Exercise tasks ::
(1) Please list each guarantee that the excerpt on the right to a fair trial says the accused receives under the "equality of arms."
(2) According to the fair-trial excerpt, under what condition can the equality of arms in criminal procedure be complied with?

Excerpt ::
━━━━━━━━
The concept of a due process of law has formed a
foundation for the formation and development of the principle
of the right to a fair trial. This is a fundamental principle in
guaranteeing procedural rights of the accused and has been
recognized in most international and national legal instruments.
In criminal cases, the principle of the right to a fair trial
contains one sole content, that is the guarantee of the ‘equality
of arms’. Accordingly, the accused is guaranteed to be judged
by a fair trial without bias and is granted with equal
opportunities as to the accusing party in a case in terms of
collecting and presenting evidences for defending and is
entitled to argue equally at the trial court, etc.
With the foregoing theoretical point of view, the author has
clarified the relationship between the guarantee of the right to
defense counsel with the principle of due process of law and
principle of the right to a fair trial. This is the relationship
between foundation issues and practical results. The right to
defense counsel of the accused may be difficult to be
completely guaranteed if there is any violation of the two

12

aforesaid principles. On the contrary, the equality of arms in
criminal procedure can be only complied with once the right to
defense counsel is respected and guaranteed.
━━━━━━━━
Given material ::

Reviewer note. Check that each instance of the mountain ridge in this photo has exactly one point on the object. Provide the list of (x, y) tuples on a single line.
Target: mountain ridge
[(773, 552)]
━━━━━━━━
Completed exercise ::
(1)
- Being judged by a fair trial without bias
- Equal opportunities with the accusing party to collect and present evidence for the defense
- The right to argue equally at the trial court

(2) Only once the right to defense counsel is respected and guaranteed.